__ACTION ITEM__:
Where in the entries below does "flop" appear? Copy every line that has it.

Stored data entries
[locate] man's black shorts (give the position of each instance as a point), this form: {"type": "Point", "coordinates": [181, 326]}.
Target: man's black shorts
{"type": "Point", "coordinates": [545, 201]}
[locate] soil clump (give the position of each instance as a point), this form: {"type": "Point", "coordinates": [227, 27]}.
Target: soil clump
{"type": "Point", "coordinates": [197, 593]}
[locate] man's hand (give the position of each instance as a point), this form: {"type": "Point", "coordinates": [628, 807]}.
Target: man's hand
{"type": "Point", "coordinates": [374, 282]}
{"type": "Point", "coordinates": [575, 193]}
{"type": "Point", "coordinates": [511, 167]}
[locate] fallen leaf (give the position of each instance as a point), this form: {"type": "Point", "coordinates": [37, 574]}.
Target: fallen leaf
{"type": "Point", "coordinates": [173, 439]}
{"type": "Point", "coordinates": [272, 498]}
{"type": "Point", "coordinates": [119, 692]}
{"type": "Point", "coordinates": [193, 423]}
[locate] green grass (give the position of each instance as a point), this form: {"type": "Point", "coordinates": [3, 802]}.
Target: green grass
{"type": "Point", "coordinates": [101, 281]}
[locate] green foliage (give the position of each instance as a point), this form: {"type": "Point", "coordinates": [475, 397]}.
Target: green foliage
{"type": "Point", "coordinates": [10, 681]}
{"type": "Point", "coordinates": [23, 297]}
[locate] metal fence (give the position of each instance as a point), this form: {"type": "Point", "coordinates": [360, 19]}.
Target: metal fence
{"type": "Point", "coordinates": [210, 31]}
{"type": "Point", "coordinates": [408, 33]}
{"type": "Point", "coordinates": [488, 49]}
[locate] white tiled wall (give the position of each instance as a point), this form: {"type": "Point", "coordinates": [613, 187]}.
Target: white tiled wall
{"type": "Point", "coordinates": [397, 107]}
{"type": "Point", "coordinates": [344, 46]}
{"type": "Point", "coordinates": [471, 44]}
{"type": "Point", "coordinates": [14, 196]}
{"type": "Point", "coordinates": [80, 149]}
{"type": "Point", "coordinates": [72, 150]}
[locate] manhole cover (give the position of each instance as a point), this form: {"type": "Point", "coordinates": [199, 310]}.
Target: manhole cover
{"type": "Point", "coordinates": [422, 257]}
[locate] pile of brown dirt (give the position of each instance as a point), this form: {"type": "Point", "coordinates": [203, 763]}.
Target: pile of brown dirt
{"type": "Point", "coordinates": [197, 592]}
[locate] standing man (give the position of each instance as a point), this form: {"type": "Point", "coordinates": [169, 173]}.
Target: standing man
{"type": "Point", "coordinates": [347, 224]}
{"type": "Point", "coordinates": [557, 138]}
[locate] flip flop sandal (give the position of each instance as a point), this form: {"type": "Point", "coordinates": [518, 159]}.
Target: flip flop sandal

__REPLY TO THE TASK__:
[locate] flip flop sandal (give the position of each instance as a point), this form: {"type": "Point", "coordinates": [518, 159]}.
Target: flip flop sandal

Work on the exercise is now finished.